* Direction a *
In the Katrina case study lesson shown below, how long is the PBS video that students watch?
____ Text shown
3. Katrina Case Study
Through a demonstration, students learn about the balance between subsidence and flooding in the formation of a wetland. Students then watch a short 15 minute PBS video about the wetlands of Louisiana. They will discover how levee building and the subsequent loss of wetlands contributed to the severity of Hurricane Katrina’s effect on the city of New Orleans. Finally, the class holds a discussion geared towards environmental stewardship and habitat restoration.
Can explain how subsidence and flooding contribute to the maintenance of wetlands.
Can explain how levees prevent flooding and exacerbate subsidence.
Can explain how wetlands protect shoreline from natural disasters such as hurricanes and flooding.
Can discuss the goals of habitat restoration.
Can recognize the importance of environmental stewardship.
3. Katrina Case Study - Logistics
- Computer with internet access, preferably with a projector for the whole class to watch at once, although multiple computers that groups of 4 students can share will also work.
________
____ Records to process
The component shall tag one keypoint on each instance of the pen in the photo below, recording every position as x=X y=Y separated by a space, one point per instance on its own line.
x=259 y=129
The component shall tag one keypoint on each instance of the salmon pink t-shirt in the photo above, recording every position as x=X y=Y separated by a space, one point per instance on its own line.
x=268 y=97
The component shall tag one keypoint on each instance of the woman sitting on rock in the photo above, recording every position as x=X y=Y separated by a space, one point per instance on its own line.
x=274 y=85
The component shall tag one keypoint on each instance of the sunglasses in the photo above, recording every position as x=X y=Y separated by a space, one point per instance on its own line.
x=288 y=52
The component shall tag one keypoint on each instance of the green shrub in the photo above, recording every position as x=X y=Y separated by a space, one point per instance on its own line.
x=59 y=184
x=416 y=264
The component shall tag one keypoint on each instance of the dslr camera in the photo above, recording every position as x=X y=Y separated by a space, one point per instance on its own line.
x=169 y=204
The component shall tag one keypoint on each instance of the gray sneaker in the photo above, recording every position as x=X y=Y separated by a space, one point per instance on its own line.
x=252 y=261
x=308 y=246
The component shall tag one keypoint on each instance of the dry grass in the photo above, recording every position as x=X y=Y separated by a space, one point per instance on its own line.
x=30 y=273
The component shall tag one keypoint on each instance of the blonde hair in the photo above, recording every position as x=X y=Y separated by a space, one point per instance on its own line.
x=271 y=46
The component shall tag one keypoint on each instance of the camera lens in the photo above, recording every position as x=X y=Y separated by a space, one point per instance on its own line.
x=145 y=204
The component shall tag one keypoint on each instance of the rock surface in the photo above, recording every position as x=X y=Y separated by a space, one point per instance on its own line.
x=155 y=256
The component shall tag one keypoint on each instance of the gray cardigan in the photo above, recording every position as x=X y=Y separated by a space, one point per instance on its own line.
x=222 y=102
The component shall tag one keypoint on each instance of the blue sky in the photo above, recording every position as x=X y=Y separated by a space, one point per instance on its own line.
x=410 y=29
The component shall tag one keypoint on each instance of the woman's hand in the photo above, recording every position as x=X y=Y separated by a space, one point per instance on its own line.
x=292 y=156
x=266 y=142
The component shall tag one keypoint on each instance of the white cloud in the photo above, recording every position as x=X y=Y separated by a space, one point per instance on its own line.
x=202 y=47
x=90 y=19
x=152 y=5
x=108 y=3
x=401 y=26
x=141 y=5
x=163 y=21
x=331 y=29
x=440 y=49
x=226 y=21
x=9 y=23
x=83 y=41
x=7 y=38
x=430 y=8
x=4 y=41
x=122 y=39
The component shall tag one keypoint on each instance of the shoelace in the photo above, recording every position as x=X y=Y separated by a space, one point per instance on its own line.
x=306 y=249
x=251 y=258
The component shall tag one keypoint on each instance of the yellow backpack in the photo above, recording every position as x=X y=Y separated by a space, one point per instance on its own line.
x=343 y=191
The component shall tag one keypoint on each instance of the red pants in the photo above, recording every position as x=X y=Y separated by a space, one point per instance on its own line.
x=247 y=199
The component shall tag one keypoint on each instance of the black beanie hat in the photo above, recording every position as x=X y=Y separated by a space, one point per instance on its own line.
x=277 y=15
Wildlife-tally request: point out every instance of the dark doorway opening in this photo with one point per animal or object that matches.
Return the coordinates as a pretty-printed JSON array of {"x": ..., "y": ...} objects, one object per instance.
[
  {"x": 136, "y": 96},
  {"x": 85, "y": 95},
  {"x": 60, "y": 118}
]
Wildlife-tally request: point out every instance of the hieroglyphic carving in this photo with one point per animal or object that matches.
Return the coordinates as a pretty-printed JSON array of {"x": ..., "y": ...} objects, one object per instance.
________
* Direction b *
From the rows above, print the lines exactly, starting at the line containing "of the blonde" and ending at the line containing "x=222 y=102".

* Expected answer a *
15 minutes

* Expected answer b *
The component shall tag one keypoint on each instance of the blonde hair in the photo above, recording every position as x=X y=Y separated by a space, one point per instance on its own line.
x=271 y=46
The component shall tag one keypoint on each instance of the camera lens in the photo above, recording every position as x=X y=Y separated by a space, one point per instance on its own line.
x=145 y=204
The component shall tag one keypoint on each instance of the rock surface in the photo above, recording every position as x=X y=Y separated by a space, one point per instance on its own line.
x=155 y=256
The component shall tag one keypoint on each instance of the gray cardigan in the photo above, recording every position as x=X y=Y separated by a space, one point per instance on its own line.
x=222 y=102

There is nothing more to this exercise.